BRIEF: Restate each entry below without changing a word.

Segmentation mask data
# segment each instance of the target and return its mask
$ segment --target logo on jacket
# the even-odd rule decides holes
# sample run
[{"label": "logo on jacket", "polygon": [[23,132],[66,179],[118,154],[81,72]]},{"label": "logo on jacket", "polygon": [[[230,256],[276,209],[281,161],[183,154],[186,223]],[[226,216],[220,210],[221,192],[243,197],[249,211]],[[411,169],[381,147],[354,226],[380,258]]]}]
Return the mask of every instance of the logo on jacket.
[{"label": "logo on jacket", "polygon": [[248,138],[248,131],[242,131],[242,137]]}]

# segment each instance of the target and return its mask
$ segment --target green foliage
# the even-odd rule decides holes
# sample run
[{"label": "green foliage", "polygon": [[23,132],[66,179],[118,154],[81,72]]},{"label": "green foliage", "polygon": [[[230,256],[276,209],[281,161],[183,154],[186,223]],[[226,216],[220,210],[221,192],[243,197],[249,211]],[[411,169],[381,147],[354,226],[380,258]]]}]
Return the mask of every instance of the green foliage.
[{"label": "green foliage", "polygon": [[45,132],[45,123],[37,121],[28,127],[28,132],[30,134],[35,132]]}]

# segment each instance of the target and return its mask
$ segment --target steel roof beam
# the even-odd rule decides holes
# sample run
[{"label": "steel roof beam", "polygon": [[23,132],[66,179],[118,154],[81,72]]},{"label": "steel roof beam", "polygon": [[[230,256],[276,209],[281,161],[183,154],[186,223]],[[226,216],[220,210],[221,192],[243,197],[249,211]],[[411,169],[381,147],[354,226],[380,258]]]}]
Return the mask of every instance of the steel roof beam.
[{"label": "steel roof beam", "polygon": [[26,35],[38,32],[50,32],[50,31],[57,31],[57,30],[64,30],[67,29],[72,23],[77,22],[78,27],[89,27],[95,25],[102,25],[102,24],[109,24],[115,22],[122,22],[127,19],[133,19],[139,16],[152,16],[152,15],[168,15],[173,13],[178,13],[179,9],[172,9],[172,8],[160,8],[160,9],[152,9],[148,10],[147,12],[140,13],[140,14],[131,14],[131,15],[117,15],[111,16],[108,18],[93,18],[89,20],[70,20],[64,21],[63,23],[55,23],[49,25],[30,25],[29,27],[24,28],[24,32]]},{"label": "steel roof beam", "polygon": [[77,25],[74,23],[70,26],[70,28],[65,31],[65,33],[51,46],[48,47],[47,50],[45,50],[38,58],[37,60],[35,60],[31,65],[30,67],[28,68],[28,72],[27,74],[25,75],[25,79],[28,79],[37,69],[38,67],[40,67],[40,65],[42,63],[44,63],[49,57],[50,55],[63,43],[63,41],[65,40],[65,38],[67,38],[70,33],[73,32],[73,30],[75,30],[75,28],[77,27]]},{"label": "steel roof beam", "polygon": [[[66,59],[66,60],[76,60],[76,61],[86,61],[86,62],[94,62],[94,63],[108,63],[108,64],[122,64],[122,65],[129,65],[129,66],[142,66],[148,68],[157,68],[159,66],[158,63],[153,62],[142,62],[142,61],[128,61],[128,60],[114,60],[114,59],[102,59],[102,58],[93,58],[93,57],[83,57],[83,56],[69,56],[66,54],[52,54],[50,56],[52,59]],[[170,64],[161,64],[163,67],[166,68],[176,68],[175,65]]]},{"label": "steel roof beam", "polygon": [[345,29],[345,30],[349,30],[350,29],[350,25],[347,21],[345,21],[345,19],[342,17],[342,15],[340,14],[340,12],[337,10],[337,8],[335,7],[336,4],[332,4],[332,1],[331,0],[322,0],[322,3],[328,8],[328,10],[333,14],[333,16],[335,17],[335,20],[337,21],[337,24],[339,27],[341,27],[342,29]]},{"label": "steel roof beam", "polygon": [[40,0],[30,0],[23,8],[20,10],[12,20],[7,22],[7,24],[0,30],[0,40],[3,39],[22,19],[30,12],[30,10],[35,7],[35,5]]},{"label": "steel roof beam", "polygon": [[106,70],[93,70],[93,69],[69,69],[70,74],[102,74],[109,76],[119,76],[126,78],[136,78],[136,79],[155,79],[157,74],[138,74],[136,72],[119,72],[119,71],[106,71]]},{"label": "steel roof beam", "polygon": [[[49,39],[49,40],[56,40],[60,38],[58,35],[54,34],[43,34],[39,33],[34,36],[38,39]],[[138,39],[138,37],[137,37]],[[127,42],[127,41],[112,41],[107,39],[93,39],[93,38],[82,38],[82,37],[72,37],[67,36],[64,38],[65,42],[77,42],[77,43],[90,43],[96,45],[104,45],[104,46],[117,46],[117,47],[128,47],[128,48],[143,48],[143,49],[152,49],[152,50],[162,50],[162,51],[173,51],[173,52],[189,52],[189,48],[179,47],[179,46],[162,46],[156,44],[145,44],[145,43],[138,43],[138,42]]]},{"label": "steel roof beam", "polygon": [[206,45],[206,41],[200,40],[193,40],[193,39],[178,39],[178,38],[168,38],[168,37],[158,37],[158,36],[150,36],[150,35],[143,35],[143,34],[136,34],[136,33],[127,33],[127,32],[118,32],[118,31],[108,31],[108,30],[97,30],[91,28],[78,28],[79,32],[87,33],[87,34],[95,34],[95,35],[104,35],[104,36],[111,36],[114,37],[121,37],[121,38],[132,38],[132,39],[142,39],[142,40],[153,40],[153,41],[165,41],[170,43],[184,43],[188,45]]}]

OUTPUT OF THE EXERCISE:
# segment each instance of the target and return its mask
$ segment --target logo on jacket
# the even-odd rule decides holes
# sample run
[{"label": "logo on jacket", "polygon": [[23,132],[66,179],[118,154],[81,72]]},{"label": "logo on jacket", "polygon": [[[230,256],[276,209],[281,161],[183,154],[186,223]],[[226,216],[220,210],[221,192],[243,197],[249,211]],[[411,169],[381,147],[354,226],[380,258]]]}]
Return the mask of every instance of the logo on jacket.
[{"label": "logo on jacket", "polygon": [[248,138],[248,131],[242,131],[242,137]]}]

# segment each instance of the target and return its mask
$ segment --target green foliage
# the even-odd rule decides holes
# sample run
[{"label": "green foliage", "polygon": [[23,132],[66,179],[118,154],[81,72]]},{"label": "green foliage", "polygon": [[[230,256],[276,209],[281,161],[183,154],[186,223]],[[226,216],[220,210],[221,192],[243,197],[249,211]],[[411,169],[381,147],[354,226],[380,258]]]}]
Return the mask of every instance of the green foliage.
[{"label": "green foliage", "polygon": [[45,132],[45,123],[37,121],[28,127],[28,132],[30,134],[35,132]]}]

# segment each instance of the target and return its mask
$ segment --target steel roof beam
# the even-odd rule decides holes
# sample run
[{"label": "steel roof beam", "polygon": [[23,132],[66,179],[118,154],[81,72]]},{"label": "steel roof beam", "polygon": [[[230,256],[276,209],[281,161],[183,154],[186,223]],[[226,216],[220,210],[221,192],[243,197],[249,211]],[[411,169],[381,147],[354,226],[380,258]]]}]
Return the mask of every instance of the steel roof beam.
[{"label": "steel roof beam", "polygon": [[26,35],[38,32],[50,32],[50,31],[57,31],[57,30],[64,30],[67,29],[72,23],[77,22],[78,27],[89,27],[95,25],[102,25],[102,24],[109,24],[115,22],[122,22],[127,19],[133,19],[139,16],[152,16],[152,15],[168,15],[173,13],[178,13],[179,9],[172,9],[172,8],[160,8],[160,9],[152,9],[148,10],[147,12],[140,13],[140,14],[131,14],[131,15],[117,15],[111,16],[108,18],[93,18],[89,20],[70,20],[64,21],[63,23],[55,23],[49,25],[30,25],[29,27],[24,28],[24,32]]},{"label": "steel roof beam", "polygon": [[77,25],[74,23],[70,26],[70,28],[65,31],[65,33],[51,46],[48,47],[47,50],[45,50],[38,58],[37,60],[35,60],[31,65],[30,67],[28,68],[28,72],[27,74],[25,75],[25,79],[28,79],[37,69],[38,67],[40,67],[40,65],[42,63],[44,63],[49,57],[50,55],[63,43],[63,41],[65,40],[65,38],[67,38],[70,33],[73,32],[73,30],[75,30],[75,28],[77,27]]},{"label": "steel roof beam", "polygon": [[[66,59],[66,60],[76,60],[76,61],[86,61],[86,62],[94,62],[94,63],[108,63],[108,64],[122,64],[122,65],[129,65],[129,66],[142,66],[148,68],[157,68],[159,66],[158,63],[153,62],[142,62],[142,61],[128,61],[128,60],[114,60],[114,59],[102,59],[102,58],[93,58],[93,57],[83,57],[83,56],[69,56],[66,54],[52,54],[50,56],[52,59]],[[170,64],[161,64],[163,67],[166,68],[176,68],[175,65]]]},{"label": "steel roof beam", "polygon": [[345,29],[345,30],[349,30],[350,29],[350,25],[347,21],[345,21],[345,19],[342,17],[342,15],[340,14],[340,12],[337,10],[337,8],[335,7],[336,4],[332,4],[332,1],[331,0],[322,0],[322,3],[328,8],[328,10],[333,14],[333,16],[335,17],[335,20],[337,21],[337,24],[339,27],[341,27],[342,29]]},{"label": "steel roof beam", "polygon": [[40,0],[30,0],[23,8],[20,10],[12,20],[7,22],[7,24],[0,30],[0,40],[3,39],[22,19],[30,12],[30,10],[35,7],[35,5]]},{"label": "steel roof beam", "polygon": [[106,70],[93,70],[93,69],[69,69],[70,74],[102,74],[109,76],[119,76],[126,78],[136,78],[136,79],[155,79],[157,74],[138,74],[136,72],[119,72],[119,71],[106,71]]},{"label": "steel roof beam", "polygon": [[[49,39],[49,40],[56,40],[60,38],[58,35],[54,34],[43,34],[39,33],[34,36],[38,39]],[[138,39],[138,37],[137,37]],[[127,42],[127,41],[112,41],[107,39],[93,39],[93,38],[82,38],[82,37],[72,37],[67,36],[64,38],[65,42],[77,42],[77,43],[90,43],[96,45],[104,45],[104,46],[117,46],[117,47],[128,47],[128,48],[143,48],[143,49],[152,49],[152,50],[162,50],[162,51],[173,51],[173,52],[189,52],[189,48],[179,47],[179,46],[162,46],[156,44],[145,44],[145,43],[138,43],[138,42]]]},{"label": "steel roof beam", "polygon": [[206,45],[206,41],[200,40],[193,40],[193,39],[178,39],[178,38],[168,38],[168,37],[158,37],[158,36],[150,36],[150,35],[143,35],[143,34],[136,34],[136,33],[127,33],[127,32],[118,32],[118,31],[108,31],[108,30],[97,30],[91,28],[78,28],[79,32],[87,33],[87,34],[95,34],[95,35],[104,35],[104,36],[111,36],[114,37],[121,37],[121,38],[132,38],[132,39],[142,39],[142,40],[153,40],[153,41],[165,41],[170,43],[184,43],[188,45]]}]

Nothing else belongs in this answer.